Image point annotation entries
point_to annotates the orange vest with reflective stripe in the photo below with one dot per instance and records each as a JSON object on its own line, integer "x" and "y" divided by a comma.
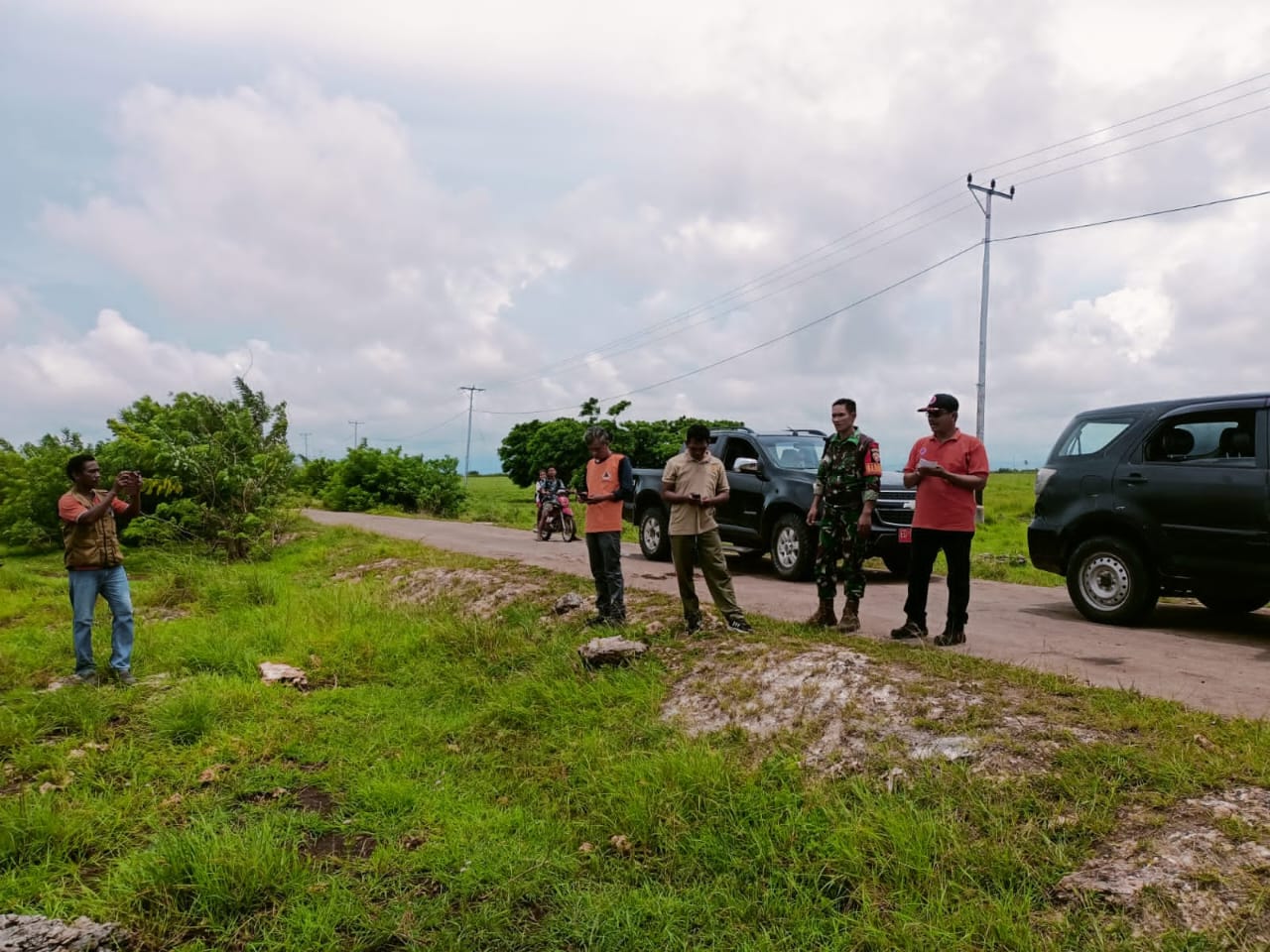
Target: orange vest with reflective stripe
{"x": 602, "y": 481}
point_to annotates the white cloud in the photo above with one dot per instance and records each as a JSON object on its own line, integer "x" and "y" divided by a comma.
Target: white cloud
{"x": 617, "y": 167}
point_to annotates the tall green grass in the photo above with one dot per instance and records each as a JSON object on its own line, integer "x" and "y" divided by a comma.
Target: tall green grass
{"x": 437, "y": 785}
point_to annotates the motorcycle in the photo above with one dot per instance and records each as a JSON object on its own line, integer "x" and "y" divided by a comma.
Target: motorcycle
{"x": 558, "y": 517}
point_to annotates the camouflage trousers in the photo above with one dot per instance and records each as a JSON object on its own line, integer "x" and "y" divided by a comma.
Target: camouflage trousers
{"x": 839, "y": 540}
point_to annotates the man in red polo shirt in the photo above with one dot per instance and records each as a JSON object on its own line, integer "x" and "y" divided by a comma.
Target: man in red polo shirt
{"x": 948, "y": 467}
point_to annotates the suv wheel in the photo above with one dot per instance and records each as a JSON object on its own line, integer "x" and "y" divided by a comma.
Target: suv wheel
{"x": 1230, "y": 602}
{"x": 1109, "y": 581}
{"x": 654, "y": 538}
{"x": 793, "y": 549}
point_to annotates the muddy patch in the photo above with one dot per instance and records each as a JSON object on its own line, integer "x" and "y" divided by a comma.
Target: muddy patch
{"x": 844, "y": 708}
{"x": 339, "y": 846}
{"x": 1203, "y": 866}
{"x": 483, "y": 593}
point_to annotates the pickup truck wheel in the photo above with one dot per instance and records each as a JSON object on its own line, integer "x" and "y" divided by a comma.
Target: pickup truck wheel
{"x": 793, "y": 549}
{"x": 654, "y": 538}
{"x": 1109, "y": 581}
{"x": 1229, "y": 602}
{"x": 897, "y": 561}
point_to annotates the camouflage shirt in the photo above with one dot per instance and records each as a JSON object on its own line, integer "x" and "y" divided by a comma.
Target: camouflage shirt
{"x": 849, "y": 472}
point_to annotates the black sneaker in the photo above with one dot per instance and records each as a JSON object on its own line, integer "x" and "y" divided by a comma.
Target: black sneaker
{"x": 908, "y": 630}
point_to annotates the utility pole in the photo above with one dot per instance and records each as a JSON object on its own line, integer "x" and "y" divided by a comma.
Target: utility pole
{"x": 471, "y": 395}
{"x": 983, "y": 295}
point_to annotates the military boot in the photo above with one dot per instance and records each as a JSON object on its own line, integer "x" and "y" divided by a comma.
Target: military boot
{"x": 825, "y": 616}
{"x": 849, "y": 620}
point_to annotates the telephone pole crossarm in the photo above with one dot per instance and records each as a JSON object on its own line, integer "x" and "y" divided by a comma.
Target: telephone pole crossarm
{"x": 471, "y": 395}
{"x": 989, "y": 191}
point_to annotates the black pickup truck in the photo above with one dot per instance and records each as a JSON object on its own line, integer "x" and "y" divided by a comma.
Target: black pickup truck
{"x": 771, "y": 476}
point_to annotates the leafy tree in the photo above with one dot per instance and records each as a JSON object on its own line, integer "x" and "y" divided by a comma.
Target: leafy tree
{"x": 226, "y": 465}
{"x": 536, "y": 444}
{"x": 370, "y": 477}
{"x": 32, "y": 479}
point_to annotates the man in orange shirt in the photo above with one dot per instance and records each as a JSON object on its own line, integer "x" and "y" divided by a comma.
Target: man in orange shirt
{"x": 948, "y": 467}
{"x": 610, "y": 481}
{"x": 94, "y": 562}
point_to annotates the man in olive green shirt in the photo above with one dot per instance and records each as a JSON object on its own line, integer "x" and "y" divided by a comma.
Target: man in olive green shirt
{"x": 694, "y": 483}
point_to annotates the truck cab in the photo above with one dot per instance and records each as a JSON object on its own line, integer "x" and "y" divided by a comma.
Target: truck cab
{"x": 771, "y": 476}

INSTRUCTIONS FOR THE TASK: Reproduce every one of the entries above word for word, omitting the pictures.

SOLVED EXERCISE:
point_to annotates the orange vest with reflective stripe in the photo below with one dot per instance and records each as a JSON object on its own line, integer "x" and "y" divided by a comma.
Target: orange vest with reflective stripe
{"x": 602, "y": 481}
point_to annotates the white cloud in the photo above with one dot per instance and records each as a JSON object on its own line, integer "x" and "y" divided by a comma.
Target: white cloud
{"x": 617, "y": 167}
point_to annotates the tall green grass in the photo above with one dot per instance and records each as a JSON object on its own line, integer "x" and "y" divided by a comma.
Target: tall green grass
{"x": 437, "y": 785}
point_to annotates the motorcycle in the photo above with one dot per instance and records each as a JSON object on its own line, integer "x" and "y" divided by a comma.
Target: motorcycle
{"x": 558, "y": 517}
point_to annotates the camouflage trousers in the photo above with one dot per instance and records each as a JSON object on its own line, integer "x" and "y" divided by a comma.
Target: camouflage trousers
{"x": 839, "y": 540}
point_to annotates the man in red polo shirt in the photo above with one dot per instance and records each as a JSON object on its own line, integer "x" and "y" divided by a comma.
Target: man in red polo shirt
{"x": 948, "y": 467}
point_to annotates the suv wheel in the photo above with one dot per instance and records each as a JSON object on its own line, integer "x" and "y" divided by a comma.
Target: suv wheel
{"x": 1230, "y": 602}
{"x": 1109, "y": 581}
{"x": 654, "y": 538}
{"x": 793, "y": 549}
point_to annotates the muddy patch in the photo above with one dot per instance and records each as a JSON object on its own line, integer "x" and "y" divided by a comma.
Target: muddy patch
{"x": 844, "y": 708}
{"x": 339, "y": 846}
{"x": 1203, "y": 866}
{"x": 483, "y": 593}
point_to annotates the pickup truck wheel in the photo above with one dot per instance and records each as a JSON object on its own line, integer "x" and "y" divided by a comma.
Target: pickup truck wheel
{"x": 793, "y": 549}
{"x": 654, "y": 538}
{"x": 1109, "y": 581}
{"x": 1229, "y": 602}
{"x": 897, "y": 561}
point_to annotates the camouflage shirt in the photo above with one dot per instance and records each as a JSON object on its own line, integer "x" and "y" divided by a comma.
Target: camouflage shirt
{"x": 849, "y": 472}
point_to annotates the black sneaker in the photo above with one dot per instance and records each as a JSON object on its own line, integer "x" and "y" divided by a comma.
Target: black sneaker
{"x": 908, "y": 630}
point_to annotates the utility pole in the photo above with one dot per instance and records each as a JSON object on its own line, integer "x" and "y" divided by a comma.
Target: utility pole
{"x": 471, "y": 395}
{"x": 983, "y": 295}
point_to annotates the military boot in the photo above with one dot per instance and records each as a JSON object on its own line, integer "x" and "y" divided by a comma.
Target: military boot
{"x": 825, "y": 616}
{"x": 849, "y": 620}
point_to annotates the telephone pole crossarm in the photo above with one dot per instance and records each as a JSON object on its own line, integer "x" and "y" divided by a comma.
Target: telephone pole crossarm
{"x": 471, "y": 395}
{"x": 989, "y": 191}
point_to annotates the black pickup truck in the photo above with one dot per instance and records each as a JSON object on its own line, integer "x" and "y" divided by a comma.
Target: black pickup truck
{"x": 771, "y": 476}
point_to annotates the leafy tree in the photo above with one dot per instance and records each as a JSON object on its own line, integer "x" and "y" divided by a comma.
Target: leafy tree
{"x": 226, "y": 465}
{"x": 536, "y": 444}
{"x": 370, "y": 477}
{"x": 32, "y": 479}
point_to annotates the man in orange shirt in the photo above with one dot per instance and records each as a JSON object on its own line, integer "x" and "y" divided by a comma.
Target: man in orange shirt
{"x": 948, "y": 467}
{"x": 610, "y": 481}
{"x": 94, "y": 562}
point_to annotates the man in olive green shirt in the photo above with one dot per instance and records each as a JSON object on its own line, integer "x" and "y" divided by a comma.
Target: man in olive green shirt
{"x": 694, "y": 483}
point_to annotates the truck cab in the photo above with one dot per instance and records each as a JSON object on its own line, integer "x" and "y" divided by a comma.
Target: truck cab
{"x": 771, "y": 476}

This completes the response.